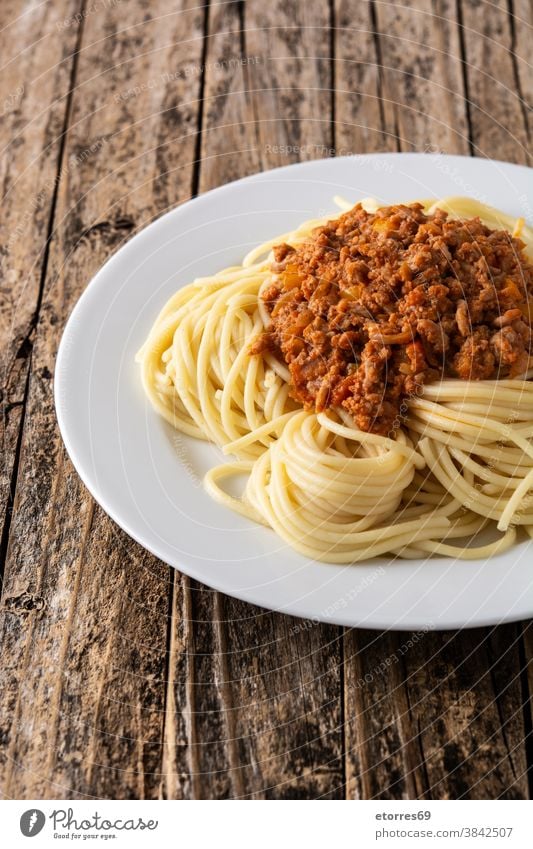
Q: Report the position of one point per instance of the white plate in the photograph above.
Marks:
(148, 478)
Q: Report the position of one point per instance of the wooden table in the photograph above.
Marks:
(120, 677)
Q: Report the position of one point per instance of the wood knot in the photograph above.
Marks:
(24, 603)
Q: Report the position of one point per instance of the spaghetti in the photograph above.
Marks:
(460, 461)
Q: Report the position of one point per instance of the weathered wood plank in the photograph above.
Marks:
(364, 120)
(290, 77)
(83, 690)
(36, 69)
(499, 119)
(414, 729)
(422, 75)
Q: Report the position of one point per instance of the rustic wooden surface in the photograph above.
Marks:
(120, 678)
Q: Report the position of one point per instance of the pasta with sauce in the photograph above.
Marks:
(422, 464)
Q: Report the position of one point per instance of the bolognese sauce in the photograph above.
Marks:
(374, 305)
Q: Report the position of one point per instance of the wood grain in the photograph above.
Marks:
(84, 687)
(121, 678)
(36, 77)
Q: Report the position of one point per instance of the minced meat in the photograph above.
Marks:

■ ■ ■ ■ ■

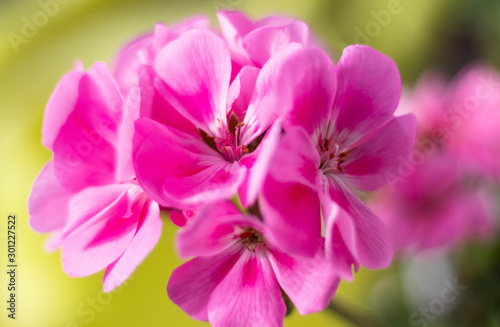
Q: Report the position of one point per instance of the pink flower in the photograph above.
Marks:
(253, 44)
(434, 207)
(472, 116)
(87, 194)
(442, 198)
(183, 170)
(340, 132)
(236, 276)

■ ■ ■ ■ ■

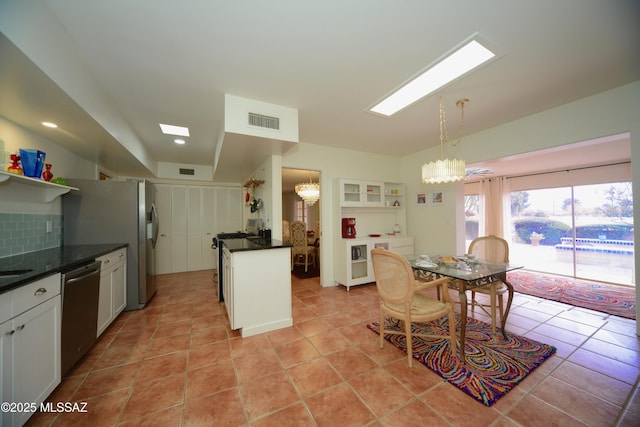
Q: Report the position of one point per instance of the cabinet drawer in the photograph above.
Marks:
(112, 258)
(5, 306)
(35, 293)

■ ■ ■ ■ ■

执行任务: 请从上方条目中摘出所有含有单词“sauce”的行，并逐行抄录。

回复内容:
Q: Report the position of one point per instance of the pasta with sauce in the photograph above.
Q: Report the position of one point per instance of the bolognese sauce in the photograph above.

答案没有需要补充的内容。